**DOCUMENT**.
-- BEGIN --

The 1970 US Open was a tennis tournament that took place on the outdoor grass courts at the West Side Tennis Club in Forest Hills, Queens, in New York City, United States. The tournament ran from 2 September until 13 September. It was the 90th staging of the US Open, and the fourth Grand Slam tennis event of 1970.

It was the first Grand Slam tournament in which the tiebreak was used to decide the set at a 6-6 score. The 1970 US Open was the first tournament to introduce a final set tie-break in a Grand Slam. It differed from the current tie-break scoring in that it was won by the first player to reach five points with a sudden death at 4-4. A red flag would be put up by the umpire’s seat to draw fan attention to the tiebreaker in progress. Most players disapproved of the tiebreaker but the visitors loved it.

Finals

Men's singles

 Ken Rosewall defeated  Tony Roche, 2–6, 6–4, 7–6(5–2), 6–3  
• It was Rosewall's 6th career Grand Slam singles title, his 2nd during the Open Era and his 2nd and last at the US Open.

Women's singles

 Margaret Court defeated  Rosemary Casals, 6–2, 2–6, 6–1 
• It was Court's 20th career Grand Slam singles title, her 7th during the Open Era and her 4th at the US Open.
With this title, Court completed the Grand Slam (winning all 4 major tournaments in one calendar year).

-- END --

**PROVIDED DATA**.
-- BEGIN --

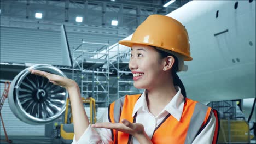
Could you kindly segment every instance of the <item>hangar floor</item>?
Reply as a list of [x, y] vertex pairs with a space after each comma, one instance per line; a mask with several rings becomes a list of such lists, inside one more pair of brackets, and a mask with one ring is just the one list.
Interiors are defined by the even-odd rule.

-- END --

According to the 1970 US Open text, how did that tournament's tiebreak differ from current tiebreak scoring? The data come from a source separate from the text.

The first player to reach five points won it, with sudden death at 4-4.